__摘录原文__

包括寒热论和阴阳论。江氏对临床上病见寒热的病因病机作了论述,认为不越三者:一是有形之积遏中焦。即痰饮、血瘀等有形之积阻遏于中焦,而营卫二气发于中焦,营卫受阻而虚,卫气虚则恶寒,营气虚则发热,故病见寒热。二是阴阳虚损病见寒热。有形或无形之邪“薄阴则阴实而阳虚、薄阳则阳实而阴虚”[5],阴虚则发热、阳虚则恶寒,因此病见寒热。三是气血虚损病见寒热。气虚则恶寒,血虚则发热。这是江氏对临床上常见的恶寒发热症状的病因病机的思考总结和概括。而所谓阴阳论,江氏写道,“阴阳有偏胜者为病,有偏负者为病,然偏胜之中往往有偏负之假象,补之则益盛,偏负之中往往有偏胜之假象,泻之则益负”[5],阴阳的偏负偏胜总是相统一的,偏胜之中往往有偏负之象,偏负之中往往有偏胜之象,应当“求其所无,责其所有”,如阴虚之人兼有阳盛之症,在临床治疗中,既要兼顾有余又应当照顾不足。

8 肾阴阳抱负论

“相火”一词首见于《素问·天元纪大论》,“君火以明,相火以位”[7],关于相火的争论自古不休;“命门”一词亦是如此,有认为右肾为命门,有认为两肾为命门,有认为命门为肾间动气等等[11]。对于相火命门的争论,江氏写道,“迨夫相火,则其体藏于右肾之中,所以配左尺之水,俾此水得以彻于上下,周于四表,充肤泽毛”[5],可见江氏认为相火藏于右肾,真水藏于左肾,同时还写道,“两肾阴阳抱负”,可见在江之兰的观点中,左肾为阴右肾为阳,阴阳相抱负,如同太极一般,这与刘河间的《素问病机气宜保命集》[12]中“左肾属水,男子以藏精,女子以系胞宫,右肾属火,游行三焦”的论述有异曲同工之妙。江之兰还指出,左肾之真水,“虽水为之,实火为之”“须阴以养之”,左肾所藏之水的生理功能依赖右肾之火的帮助,两肾之间的生理功能互相协调依赖。与此同时,江氏进一步阐明其病理状态,“阴在内,阳之守也,然阴气匮乏一分,则阳气脱出一分,阴气全绝,则孤阳飞越而去矣”[5]。总结来看,江氏认为左肾为阴,藏真水真阴,右肾为阳,内有相火,一阴一阳如同太极相互环抱,而其生理功能依赖左右二肾水火协调既济,而其病理状态也相互影响,肾阴阳水火的关系密不可分。

数据集节选:
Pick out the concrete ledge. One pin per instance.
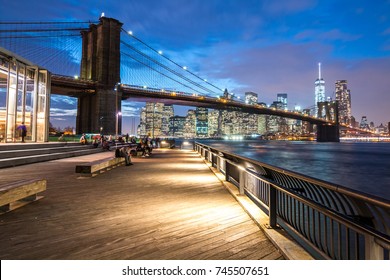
(288, 247)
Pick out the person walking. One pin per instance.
(23, 131)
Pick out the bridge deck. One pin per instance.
(168, 206)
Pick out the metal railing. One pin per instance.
(330, 221)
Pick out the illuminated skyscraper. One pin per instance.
(282, 98)
(201, 122)
(190, 125)
(250, 121)
(251, 98)
(343, 96)
(319, 91)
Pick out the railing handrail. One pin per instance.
(313, 219)
(376, 200)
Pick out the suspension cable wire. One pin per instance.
(166, 67)
(170, 60)
(55, 46)
(187, 86)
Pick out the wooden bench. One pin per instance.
(20, 193)
(99, 166)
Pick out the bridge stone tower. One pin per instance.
(98, 112)
(328, 132)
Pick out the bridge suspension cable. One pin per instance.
(54, 45)
(170, 75)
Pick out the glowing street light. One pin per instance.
(117, 123)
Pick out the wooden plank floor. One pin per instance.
(168, 206)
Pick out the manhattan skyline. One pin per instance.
(265, 47)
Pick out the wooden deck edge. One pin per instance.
(290, 249)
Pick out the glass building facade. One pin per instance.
(24, 98)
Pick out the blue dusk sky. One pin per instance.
(264, 46)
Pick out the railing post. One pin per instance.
(226, 171)
(242, 181)
(272, 206)
(373, 250)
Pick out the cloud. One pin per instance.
(324, 36)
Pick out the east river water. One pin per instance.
(362, 166)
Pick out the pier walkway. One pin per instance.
(167, 206)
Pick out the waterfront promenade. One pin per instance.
(167, 206)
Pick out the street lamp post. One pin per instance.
(117, 124)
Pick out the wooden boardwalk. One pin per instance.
(168, 206)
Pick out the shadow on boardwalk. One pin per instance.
(168, 206)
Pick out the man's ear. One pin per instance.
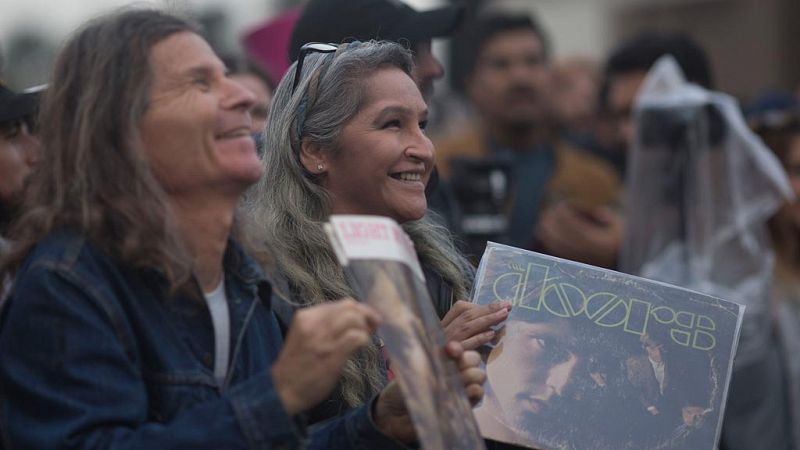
(312, 156)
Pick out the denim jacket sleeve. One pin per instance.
(68, 380)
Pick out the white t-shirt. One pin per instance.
(217, 303)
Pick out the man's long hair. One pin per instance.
(289, 205)
(93, 177)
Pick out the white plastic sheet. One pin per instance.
(701, 187)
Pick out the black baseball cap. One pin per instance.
(392, 20)
(15, 106)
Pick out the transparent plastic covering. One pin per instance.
(701, 187)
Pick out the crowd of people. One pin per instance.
(167, 280)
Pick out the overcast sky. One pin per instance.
(59, 17)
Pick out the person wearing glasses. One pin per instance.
(347, 136)
(137, 318)
(19, 152)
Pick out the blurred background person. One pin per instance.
(701, 189)
(510, 164)
(249, 74)
(19, 151)
(596, 237)
(19, 155)
(575, 84)
(777, 122)
(625, 71)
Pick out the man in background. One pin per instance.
(19, 152)
(508, 81)
(391, 20)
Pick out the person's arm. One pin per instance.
(67, 380)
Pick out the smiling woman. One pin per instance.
(349, 139)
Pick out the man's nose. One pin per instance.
(560, 376)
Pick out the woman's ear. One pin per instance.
(312, 157)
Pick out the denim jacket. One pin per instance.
(93, 355)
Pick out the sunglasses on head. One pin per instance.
(311, 47)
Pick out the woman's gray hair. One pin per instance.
(289, 206)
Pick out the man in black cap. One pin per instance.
(391, 20)
(19, 151)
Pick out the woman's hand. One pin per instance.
(470, 323)
(321, 339)
(391, 415)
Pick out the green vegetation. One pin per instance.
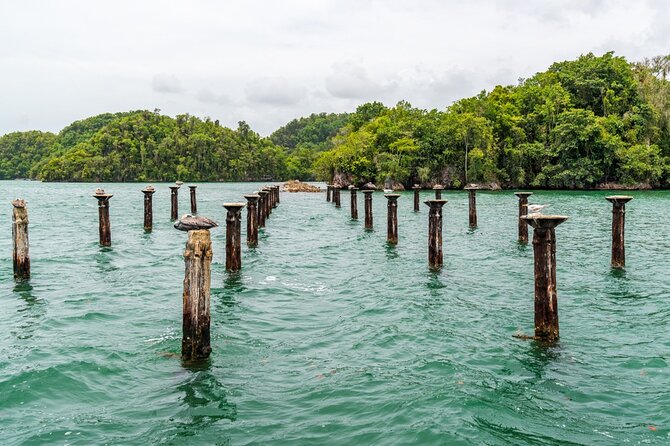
(580, 124)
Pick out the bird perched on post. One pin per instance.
(536, 208)
(190, 223)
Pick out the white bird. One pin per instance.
(536, 208)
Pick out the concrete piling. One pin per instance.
(472, 206)
(368, 208)
(392, 219)
(416, 189)
(148, 207)
(618, 226)
(104, 226)
(546, 296)
(354, 202)
(233, 236)
(435, 257)
(252, 220)
(21, 252)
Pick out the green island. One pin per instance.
(594, 122)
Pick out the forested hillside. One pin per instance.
(596, 121)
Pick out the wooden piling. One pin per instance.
(148, 207)
(233, 236)
(252, 220)
(472, 206)
(174, 202)
(435, 256)
(194, 204)
(104, 226)
(262, 208)
(618, 224)
(336, 196)
(523, 210)
(195, 344)
(368, 208)
(21, 253)
(546, 296)
(392, 219)
(416, 189)
(438, 191)
(354, 202)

__任务要求__
根据这段摘录回答：
1. 按江氏的说法，卫气虚和营气虚各会出现什么症状？
2. "相火"一词最早见于哪部书的哪一篇？
3. 江氏认为相火藏在哪一侧的肾里？
上面的材料跟这段摘录没有关系，是单独的一份。

__练习结果__
1. 卫气虚会恶寒，营气虚会发热。
2. 《素问·天元纪大论》。
3. 右肾。